● TRECHO FORNECIDO:
***

O que você gosta de ler? Qual é o tipo de ficção que influencia a sua escrita? Você não escreve ficção, mas menciona Toni Morrison e Octavia Butler em seus textos.

SH | Eu amo romances de ideias. Um dos meus livros favoritos é “A Autobiografia de Minha Mãe”, de Jamaica Kincaid, é uma reflexão brilhante sobre a história da escravidão e do colonialismo. Adoro o trabalho do escritor alemão W. G. Sebald. Também amo a obra de poetas como Dionne Brand, M. NourbeSe Philip e Claudia Rankine porque são trabalhos conceituais que abordam problemas críticos. Elas refletem sobre a história, tentam desestabilizar as presunções corriqueiras e estão criando beleza a partir dessa grande história de terror que tem sido a vida negra de uma forma coletiva. São escritoras brilhantes com obras que desafiam os gêneros literários.

No seu livro mais recente, você pesquisou sobre a vida de mulheres e meninas negras que não se conformaram com os papéis de gênero e convenções sociais. Você poderia comentar sobre a afinidade com o final de “Perder a Mãe”?

SH | Você tem razão ao enxergar um eco entre os livros. Depois de escrever dois livros sobre escravidão e tive que viver uma zona psíquica muito intensa para conseguir fazer isso. Então resolvi escrever algo que pudesse ser bem diferente. Na verdade, eu estava lidando com a pergunta que fiz em “Vênus em Dois Atos”: “Teria sido melhor deixar essas meninas como as encontrei?”. O quanto posso ir além do arquivo? Qual é o limite da não-ficção? Decidi explorar esse limite. No caso das mulheres, pessoas queer e dissidentes de gênero em “Vidas Rebeldes” era um outro tipo de arquivo. O estado produziu um vasto material, como registros policiais, as fichas dos que eram considerados criminosos, desviantes etc. Havia muito material, que precisamos reconhecer, é desfigurado, mas há fotos, entrevistas com a família e os amigos, cartas, todo o tipo de rastro sobre as vidas delas, suas histórias, aspirações. Senti que poderia me arriscar mais, porque havia mais material com o que trabalhar. Então pensei, se vou pressionar o limite, tenho que estar disposta a ultrapassá-lo, porque ao me manter fiel ao arquivo, a quem dedico à minha fidelidade? Ao poder, ao saber colonial. Defini os termos do projeto do livro ao trabalhar no “An Intimate History of Slavery and Freedom”, em que conto a história de Mattie Jackson. Quando li o arquivo, achei a vida dessa jovem fascinante. Uma das coisas que eu sabia sobre Mattie era do interesse dela por certas formas de experimentação sexual. Tentei pensar: o que isso representava para uma jovem para quem todos os outros caminhos estavam fechados? Eu sabia que Mattie disse várias coisas: “Eu quero sexo. Eu desejei aquilo. Segui por um caminho errado. Não era o que eu queria”. O relato dela é totalmente contraditório. Refleti sobre o que significa pensar sobre como se dá o despertar sexual e correr o risco de tentar descrevê-lo. Ainda assim não é ficção, o resultado do primeiro experimento dela foi o abandono, mas ela não foi destruída por isso, nem se arrependeu. Mesmo no contexto do arquivo é possível perceber que a atitude dela era “eu tenho uma fome pelo mundo, por experiências”. E se ela se deu essa licença, sinto que isso também me dá licença ao contar essa história.

***

● INFORMAÇÕES FORNECIDAS:
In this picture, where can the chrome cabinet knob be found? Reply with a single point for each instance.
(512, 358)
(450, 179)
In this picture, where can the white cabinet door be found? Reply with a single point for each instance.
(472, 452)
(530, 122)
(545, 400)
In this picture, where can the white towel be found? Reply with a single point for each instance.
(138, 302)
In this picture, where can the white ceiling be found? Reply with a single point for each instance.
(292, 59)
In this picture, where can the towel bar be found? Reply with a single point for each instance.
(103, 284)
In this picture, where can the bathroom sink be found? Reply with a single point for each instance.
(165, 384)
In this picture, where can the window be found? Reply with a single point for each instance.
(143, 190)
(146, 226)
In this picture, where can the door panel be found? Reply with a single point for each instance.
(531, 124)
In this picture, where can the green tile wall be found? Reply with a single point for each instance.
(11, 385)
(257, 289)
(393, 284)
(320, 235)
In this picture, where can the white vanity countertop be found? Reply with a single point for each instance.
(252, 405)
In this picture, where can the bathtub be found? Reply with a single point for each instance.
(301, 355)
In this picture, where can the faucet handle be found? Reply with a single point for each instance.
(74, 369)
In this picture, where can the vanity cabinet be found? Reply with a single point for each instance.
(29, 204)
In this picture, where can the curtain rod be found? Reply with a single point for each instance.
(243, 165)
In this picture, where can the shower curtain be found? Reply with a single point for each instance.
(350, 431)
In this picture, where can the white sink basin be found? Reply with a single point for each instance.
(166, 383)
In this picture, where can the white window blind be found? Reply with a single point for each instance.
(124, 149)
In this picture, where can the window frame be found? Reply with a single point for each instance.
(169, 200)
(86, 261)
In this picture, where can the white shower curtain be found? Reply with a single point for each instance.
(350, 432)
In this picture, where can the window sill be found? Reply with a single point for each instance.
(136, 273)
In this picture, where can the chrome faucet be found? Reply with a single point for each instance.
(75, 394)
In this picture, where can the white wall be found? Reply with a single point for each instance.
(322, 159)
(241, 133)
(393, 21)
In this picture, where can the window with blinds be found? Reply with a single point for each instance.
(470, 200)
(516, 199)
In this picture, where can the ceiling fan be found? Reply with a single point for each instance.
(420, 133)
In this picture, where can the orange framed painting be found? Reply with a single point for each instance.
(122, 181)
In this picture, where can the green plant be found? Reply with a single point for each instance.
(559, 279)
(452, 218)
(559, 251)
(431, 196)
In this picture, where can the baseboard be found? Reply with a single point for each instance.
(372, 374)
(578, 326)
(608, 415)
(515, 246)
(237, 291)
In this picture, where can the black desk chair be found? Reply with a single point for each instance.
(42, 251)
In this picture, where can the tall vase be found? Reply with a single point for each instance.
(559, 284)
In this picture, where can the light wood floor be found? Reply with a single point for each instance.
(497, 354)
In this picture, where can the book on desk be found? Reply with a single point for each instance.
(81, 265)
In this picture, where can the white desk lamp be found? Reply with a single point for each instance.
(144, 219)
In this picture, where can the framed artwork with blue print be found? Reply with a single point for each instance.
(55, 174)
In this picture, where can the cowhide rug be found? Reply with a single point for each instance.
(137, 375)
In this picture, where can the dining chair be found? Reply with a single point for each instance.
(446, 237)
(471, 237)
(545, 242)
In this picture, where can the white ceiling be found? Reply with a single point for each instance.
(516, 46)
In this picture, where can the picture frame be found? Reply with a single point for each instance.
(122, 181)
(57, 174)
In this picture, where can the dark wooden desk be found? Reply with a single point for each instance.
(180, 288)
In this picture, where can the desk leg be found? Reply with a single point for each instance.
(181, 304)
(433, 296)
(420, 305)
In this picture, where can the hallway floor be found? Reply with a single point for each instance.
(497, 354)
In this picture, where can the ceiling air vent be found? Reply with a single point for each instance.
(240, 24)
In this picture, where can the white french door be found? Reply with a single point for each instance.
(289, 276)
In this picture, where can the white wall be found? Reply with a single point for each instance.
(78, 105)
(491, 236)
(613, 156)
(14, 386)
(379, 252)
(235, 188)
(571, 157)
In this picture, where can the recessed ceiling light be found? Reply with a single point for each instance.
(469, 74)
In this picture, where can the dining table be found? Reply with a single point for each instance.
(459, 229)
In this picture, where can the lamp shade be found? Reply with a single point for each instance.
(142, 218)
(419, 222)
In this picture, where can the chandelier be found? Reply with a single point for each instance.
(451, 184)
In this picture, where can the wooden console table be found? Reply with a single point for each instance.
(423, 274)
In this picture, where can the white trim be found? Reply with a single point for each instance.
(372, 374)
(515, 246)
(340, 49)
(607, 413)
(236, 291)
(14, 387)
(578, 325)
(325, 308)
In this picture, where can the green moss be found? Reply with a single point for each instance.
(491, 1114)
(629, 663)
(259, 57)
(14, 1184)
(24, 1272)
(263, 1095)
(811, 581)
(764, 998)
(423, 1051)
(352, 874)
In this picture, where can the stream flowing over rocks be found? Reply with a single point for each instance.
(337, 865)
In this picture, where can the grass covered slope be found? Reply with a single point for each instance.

***

● COMPLETE O SEGUINTE:
**1.** Na entrevista, qual livro de Jamaica Kincaid SH aponta como um de seus favoritos?
**2.** Transcreva da entrevista o trecho que se inicia nas palavras "SH | Eu amo" e se encerra em "os gêneros literários.".
Os registros são um material à parte, independente da entrevista.

● RESPOSTAS POR ITEM:
**1.** “A Autobiografia de Minha Mãe”.

**2.**
SH | Eu amo romances de ideias. Um dos meus livros favoritos é “A Autobiografia de Minha Mãe”, de Jamaica Kincaid, é uma reflexão brilhante sobre a história da escravidão e do colonialismo. Adoro o trabalho do escritor alemão W. G. Sebald. Também amo a obra de poetas como Dionne Brand, M. NourbeSe Philip e Claudia Rankine porque são trabalhos conceituais que abordam problemas críticos. Elas refletem sobre a história, tentam desestabilizar as presunções corriqueiras e estão criando beleza a partir dessa grande história de terror que tem sido a vida negra de uma forma coletiva. São escritoras brilhantes com obras que desafiam os gêneros literários.